*** Records supplied ***

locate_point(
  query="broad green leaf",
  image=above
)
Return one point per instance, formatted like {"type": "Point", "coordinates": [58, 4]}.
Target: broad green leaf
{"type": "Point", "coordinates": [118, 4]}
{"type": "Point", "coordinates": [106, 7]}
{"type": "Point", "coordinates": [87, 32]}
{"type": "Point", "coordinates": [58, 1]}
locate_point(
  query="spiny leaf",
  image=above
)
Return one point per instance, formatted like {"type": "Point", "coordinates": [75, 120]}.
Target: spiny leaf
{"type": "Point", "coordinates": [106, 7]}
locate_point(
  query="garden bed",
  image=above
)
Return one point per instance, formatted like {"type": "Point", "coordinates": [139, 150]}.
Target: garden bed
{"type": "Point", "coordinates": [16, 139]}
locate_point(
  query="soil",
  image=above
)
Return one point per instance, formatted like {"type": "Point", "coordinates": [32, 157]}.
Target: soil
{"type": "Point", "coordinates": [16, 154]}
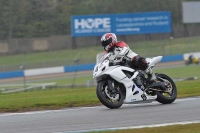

***

__Task to complete__:
Your copy should match the records above exactly, apart from the pictures, which stay out.

__Finished task__:
locate_point(
  query="broad green leaf",
  image=above
)
Return one point per instance, formatted like {"type": "Point", "coordinates": [58, 4]}.
Target: broad green leaf
{"type": "Point", "coordinates": [118, 4]}
{"type": "Point", "coordinates": [106, 7]}
{"type": "Point", "coordinates": [87, 32]}
{"type": "Point", "coordinates": [58, 1]}
locate_point(
  query="spiny leaf",
  image=above
)
Return one point per instance, formatted like {"type": "Point", "coordinates": [75, 120]}.
Target: spiny leaf
{"type": "Point", "coordinates": [106, 7]}
locate_point(
  query="garden bed",
  image=above
)
Return one point per instance, formatted like {"type": "Point", "coordinates": [139, 150]}.
Target: garden bed
{"type": "Point", "coordinates": [16, 139]}
locate_point(
  query="soil",
  image=above
)
Return one point per instance, formatted like {"type": "Point", "coordinates": [32, 157]}.
Target: soil
{"type": "Point", "coordinates": [16, 154]}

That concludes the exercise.